**Document segment:**
We tend to stick up for one another. It is how we are.
Unless the other marine needing sticking up for is gay of course.
We tend to stick up for one another. It is how we are.
and cracking a joke someone doesn't find funny warrants a personal insult?
beat away at this dead horse if you like, my point stands.
Unless the other marine needing sticking up for is gay of course.
Unless the other marine needing sticking up for is gay of course.
:lol: Ok
Funny how you use that as an attempt at being insulting though. The very people you are trying to defend you use their sexual preference as a way to insult someone who isn't.
Generalizations are bad, coming from both sides.
"You may wish that you could tar us all with your jaundiced brush,"
In fact it isn't ever an issue until someone feels that they need to throw their homosexuality or any sexuality for that matter, in everyones face. Then THATS when all the drama starts.
I wasn't attempting to be insulting. I was being sarcastic, pointing out that you are holding double standards. You're sticking up for a man under the umbrella of 'we marines stick together', yet he has been insulting your fellow marines. why stick up for a marine only if his sexuality is one you share? why is it okay to denounce all the marines who are homosexual? where is your outrage at the insult to them?
What if he had said cheating on your spouse is an immoral act and shouldnt be tolerated? Which, there just happens to be a regualtion against also.
I suppose we would all need to be up in arms and burning General Pace in effigy for that too.

**Stored records:**
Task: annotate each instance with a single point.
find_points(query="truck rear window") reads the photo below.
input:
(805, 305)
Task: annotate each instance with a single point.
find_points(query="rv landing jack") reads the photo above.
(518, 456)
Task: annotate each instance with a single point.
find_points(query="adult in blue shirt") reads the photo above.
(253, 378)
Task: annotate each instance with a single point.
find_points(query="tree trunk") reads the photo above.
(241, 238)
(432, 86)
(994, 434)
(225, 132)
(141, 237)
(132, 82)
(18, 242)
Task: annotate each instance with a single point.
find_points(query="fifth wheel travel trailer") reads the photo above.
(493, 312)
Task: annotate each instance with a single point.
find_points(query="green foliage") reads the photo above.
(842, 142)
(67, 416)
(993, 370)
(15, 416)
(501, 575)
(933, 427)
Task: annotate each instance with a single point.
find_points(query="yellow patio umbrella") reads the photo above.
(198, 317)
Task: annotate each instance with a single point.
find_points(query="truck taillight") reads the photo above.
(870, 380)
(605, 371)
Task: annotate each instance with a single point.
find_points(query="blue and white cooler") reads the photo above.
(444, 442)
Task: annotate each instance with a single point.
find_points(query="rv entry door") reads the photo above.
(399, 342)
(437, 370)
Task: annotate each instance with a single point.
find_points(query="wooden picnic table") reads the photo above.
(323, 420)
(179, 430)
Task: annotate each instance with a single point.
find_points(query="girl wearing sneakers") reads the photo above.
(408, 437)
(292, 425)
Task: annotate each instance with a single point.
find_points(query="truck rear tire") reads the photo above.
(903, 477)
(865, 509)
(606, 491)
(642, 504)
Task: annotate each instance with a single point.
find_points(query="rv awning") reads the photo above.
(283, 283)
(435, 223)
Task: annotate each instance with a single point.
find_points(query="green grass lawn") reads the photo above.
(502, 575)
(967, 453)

**Task directions:**
Extract the passage of the forum discussion about marines sticking up for one another from "What if he had" to "for that too.", copying it word for word.

**Solution to the problem:**
What if he had said cheating on your spouse is an immoral act and shouldnt be tolerated? Which, there just happens to be a regualtion against also.
I suppose we would all need to be up in arms and burning General Pace in effigy for that too.